*STUDY QUESTIONS:*
a: Repeat the passage of the biosecurity speech from "Ms O'CONNOR - You" to "the long term.".
b: In one to three sentences, explain why the biosecurity speech says the minister is conflicted in looking after honey producers.
[Opening EXTRACT section]
Ms O'CONNOR - You say very little that inspires me to converse with you, so I am not going to.
Madam Speaker, I urge the minister to examine that possibility. I know again, that would present a potential biosecurity challenge. We would be bringing in seeds from other parts of the world but it is possible to store seeds safely and for the long term.
We have had other quite disastrous biosecurity incursions in Tasmania that cannot be pinned on the failure of any government or government agency. There is the European wasp that, I believe, came in here on some timber on a ship. There was the toxic dinoflagellates that were in the bilge water from Japanese cargo ships. Then there is the Pacific sea star which is out here in the Derwent. From memory, every time a sea star gives birth - for want of a better term - it can give birth to millions of tiny sea stars. They are an introduced pest which is causing problems for our marine environment.
According to the experts, the COVID-19 pandemic will not be the last one that the world faces. As the climate disrupts and the permafrost warms, we are being warned to expect more viruses and more diseases for which the human body is not prepared.
As an island, we have an advantage. We have demonstrated that advantage through this pandemic. We have a biosecurity unit in government that is wholly dedicated to protecting our biosecurity and our natural advantages. Most importantly, we have a moat around this beautiful island. In the years and decades ahead, we will need to have amplified biosecurity capacity, extremely well resourced, that always puts the welfare of Tasmania, its people and its industries first.
I note here that the minister talked about a biosecurity program for the salmon industry. It is an industry that has challenges with disease, marine pollution, warming waters. It contaminates waterways. I do not know if the minister has been to Long Beach at Port Arthur lately, but near Port Arthur it is absolutely covered in snotty green slime. Without question, that is because there are fish farm pens in Long Bay.
I note also that the minister talks about developing regulations for the beekeeping industry. Again, this minister has failed the beekeeping industry. This Government is failing to protect the leatherwood trees, which are integral to Tasmania's honey makers. In fact, we have a memorandum of understanding between industry and Sustainable Timber Tasmania - so called - or government, that is worth very little. It was an MOU that was signed, I think, on the part of honey producers with hearts full of hope, that finally, after decades of trying to have the big leatherwoods protected, something would change. I am very sad to inform you that nothing has changed for beekeepers, and that leatherwood trees are still being logged. These are big, old leatherwood trees that are not going to be replaced in the next 10 to 20 years.
It is all very well to talk up Tasmania's beekeeping industry and to sign MOUs with them, but it cannot all be take on the Government's part. The Government needs to look after our honey producers and protect their leatherwood forests, protect the leatherwood. At the moment, the honey producers I engage with are very frustrated and deeply disappointed in this minister, who is regrettably both the Minister for Primary Industries and Water and the Minister for Resources and is conflicted as a result of that in terms of looking after our honey producers. I urge him to think about how little it would cost Sustainable Timber Tasmania and the Government to act in good faith and protect the leatherwood forests for our honey makers. We would argue that the Government should protect the leatherwood forests for their own sake but, certainly, if you cannot see the intrinsic value of protecting forests, perhaps seeing the dollar value and the goodwill value of protecting the leatherwood might be possible. We shall see.
With those few words I again confirm that we are quite comfortable with this consequential and transitional provisions bill.
[Closing EXTRACT section]
[Opening DATASET RECORDS section]
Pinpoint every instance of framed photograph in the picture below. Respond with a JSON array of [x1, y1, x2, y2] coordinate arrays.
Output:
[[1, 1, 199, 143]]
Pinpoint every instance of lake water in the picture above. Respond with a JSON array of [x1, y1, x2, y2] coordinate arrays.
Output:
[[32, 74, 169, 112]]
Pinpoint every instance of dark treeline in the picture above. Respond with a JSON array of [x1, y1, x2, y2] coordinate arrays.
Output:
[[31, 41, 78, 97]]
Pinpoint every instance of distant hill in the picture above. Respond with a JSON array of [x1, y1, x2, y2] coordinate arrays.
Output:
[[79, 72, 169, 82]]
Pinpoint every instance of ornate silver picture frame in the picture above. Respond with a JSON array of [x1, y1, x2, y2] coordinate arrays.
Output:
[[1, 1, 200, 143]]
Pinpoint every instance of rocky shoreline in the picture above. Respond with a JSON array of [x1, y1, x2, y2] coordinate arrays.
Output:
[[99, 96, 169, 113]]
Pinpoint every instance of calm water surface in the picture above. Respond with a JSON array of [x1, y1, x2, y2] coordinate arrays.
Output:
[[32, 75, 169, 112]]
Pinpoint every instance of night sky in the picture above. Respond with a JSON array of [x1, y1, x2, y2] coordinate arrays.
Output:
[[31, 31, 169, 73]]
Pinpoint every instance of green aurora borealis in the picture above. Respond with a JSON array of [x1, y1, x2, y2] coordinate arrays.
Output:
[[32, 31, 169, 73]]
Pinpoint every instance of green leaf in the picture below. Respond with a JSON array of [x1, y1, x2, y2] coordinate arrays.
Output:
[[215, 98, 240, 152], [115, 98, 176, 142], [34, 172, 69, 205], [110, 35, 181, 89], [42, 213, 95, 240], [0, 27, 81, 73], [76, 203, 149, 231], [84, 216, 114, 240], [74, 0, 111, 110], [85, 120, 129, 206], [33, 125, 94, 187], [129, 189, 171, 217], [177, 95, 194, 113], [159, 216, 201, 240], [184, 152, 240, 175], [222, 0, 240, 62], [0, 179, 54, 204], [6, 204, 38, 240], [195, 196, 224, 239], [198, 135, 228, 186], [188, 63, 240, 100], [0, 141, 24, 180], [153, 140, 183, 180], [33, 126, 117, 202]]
[Closing DATASET RECORDS section]
*ANSWERS FOR THE TASKS:*
a:
Ms O'CONNOR - You say very little that inspires me to converse with you, so I am not going to.
Madam Speaker, I urge the minister to examine that possibility. I know again, that would present a potential biosecurity challenge. We would be bringing in seeds from other parts of the world but it is possible to store seeds safely and for the long term.

b: The minister holds two portfolios at once: Minister for Primary Industries and Water and Minister for Resources. The speech says this leaves him conflicted in looking after honey producers, whose leatherwood trees are still being logged.